● Activity:
Repeat the records below exactly as they appear, leaving out any pictures.
(Beginning of Exercise data)
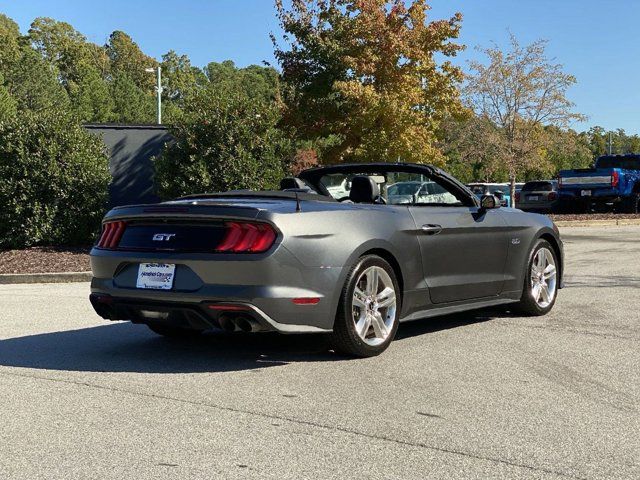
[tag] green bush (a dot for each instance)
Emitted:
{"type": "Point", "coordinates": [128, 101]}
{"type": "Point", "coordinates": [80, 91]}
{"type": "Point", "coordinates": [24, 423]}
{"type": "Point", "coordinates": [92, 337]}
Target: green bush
{"type": "Point", "coordinates": [225, 141]}
{"type": "Point", "coordinates": [54, 181]}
(End of Exercise data)
● Reply to the exercise:
[tag] green bush (a dot for each instance)
Emitted:
{"type": "Point", "coordinates": [128, 101]}
{"type": "Point", "coordinates": [80, 91]}
{"type": "Point", "coordinates": [24, 423]}
{"type": "Point", "coordinates": [92, 337]}
Target: green bush
{"type": "Point", "coordinates": [225, 141]}
{"type": "Point", "coordinates": [54, 181]}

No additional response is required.